図3図1のスクリュ押出機で形成するトレッド部の断面図である。
図4】他の実施形態に係る突出部の例を示す平面図及び正面図である。
図5】他の実施形態に係るスクリュ押出機の部分拡大図である。
【発明を実施するための形態】
【0017】
以下、本発明に係る実施形態を添付図面に従って説明する。なお、以下の説明は、本質的に例示に過ぎず、本発明、その適用物、あるいは、その用途を制限することを意図するものではない。また、図面は模式的なものであり、各寸法の比率等は現実のものとは相違している。
【0018】
図1は、本実施形態に係るスクリュ押出機を示す。このスクリュ押出機は、円筒状のバレル1と、このバレル1内に収容されるスクリュ2とを備える。

**指示事項**
1 > 抜粋の記述をもとに、次の問いに答えてください。
(a) 図5は何を示す図とされていますか。
(b) 図面の各寸法の比率等について、どのように述べられていますか。
(c) バレル1はどのような形状ですか。
2 > 抜粋のうち「図5】他の実施形態に係るスクリュ押出機の部分拡大図である。」で始まり「されるスクリュ2とを備える。」で終わる部分を、一字も変えずに打ち直してください。
3 > 抜粋に出てくる図の番号をすべて挙げてください。
この後に続く行は、上の抜粋とは関係がありません。

**データ内容**
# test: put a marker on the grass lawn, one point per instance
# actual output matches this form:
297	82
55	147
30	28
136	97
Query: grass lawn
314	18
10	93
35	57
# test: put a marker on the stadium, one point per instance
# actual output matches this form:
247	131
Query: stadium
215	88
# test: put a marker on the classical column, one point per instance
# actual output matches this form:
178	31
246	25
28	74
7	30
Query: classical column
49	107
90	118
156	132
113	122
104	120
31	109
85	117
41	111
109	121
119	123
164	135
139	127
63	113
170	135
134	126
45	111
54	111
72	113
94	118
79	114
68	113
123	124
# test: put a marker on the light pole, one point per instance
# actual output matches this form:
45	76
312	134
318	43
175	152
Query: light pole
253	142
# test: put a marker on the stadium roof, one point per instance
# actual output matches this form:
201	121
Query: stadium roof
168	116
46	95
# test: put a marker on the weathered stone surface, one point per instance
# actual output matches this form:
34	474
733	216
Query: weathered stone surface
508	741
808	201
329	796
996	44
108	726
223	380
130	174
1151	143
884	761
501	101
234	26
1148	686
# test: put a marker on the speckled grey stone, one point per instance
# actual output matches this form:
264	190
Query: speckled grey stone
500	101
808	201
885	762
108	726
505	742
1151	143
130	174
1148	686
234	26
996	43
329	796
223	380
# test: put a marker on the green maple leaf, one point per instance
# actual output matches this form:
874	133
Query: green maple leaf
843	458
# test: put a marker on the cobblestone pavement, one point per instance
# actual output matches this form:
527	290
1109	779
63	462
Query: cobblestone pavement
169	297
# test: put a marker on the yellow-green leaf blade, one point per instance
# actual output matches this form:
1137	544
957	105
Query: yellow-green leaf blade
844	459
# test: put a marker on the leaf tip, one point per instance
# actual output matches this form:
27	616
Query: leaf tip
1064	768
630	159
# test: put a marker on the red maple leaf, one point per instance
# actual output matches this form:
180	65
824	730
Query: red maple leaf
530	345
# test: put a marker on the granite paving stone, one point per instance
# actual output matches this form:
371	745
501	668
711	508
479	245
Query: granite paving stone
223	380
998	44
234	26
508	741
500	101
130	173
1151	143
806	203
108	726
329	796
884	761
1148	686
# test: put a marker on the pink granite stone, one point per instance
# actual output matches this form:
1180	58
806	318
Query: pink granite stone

**課題別の解答**
1 >
(a) 他の実施形態に係るスクリュ押出機の部分拡大図です。
(b) 現実のものとは相違していると述べられています。
(c) 円筒状です。

2 >
図5】他の実施形態に係るスクリュ押出機の部分拡大図である。
【発明を実施するための形態】
【0017】
以下、本発明に係る実施形態を添付図面に従って説明する。なお、以下の説明は、本質的に例示に過ぎず、本発明、その適用物、あるいは、その用途を制限することを意図するものではない。また、図面は模式的なものであり、各寸法の比率等は現実のものとは相違している。
【0018】
図1は、本実施形態に係るスクリュ押出機を示す。このスクリュ押出機は、円筒状のバレル1と、このバレル1内に収容されるスクリュ2とを備える。

3 > 図1、図3、図4、図5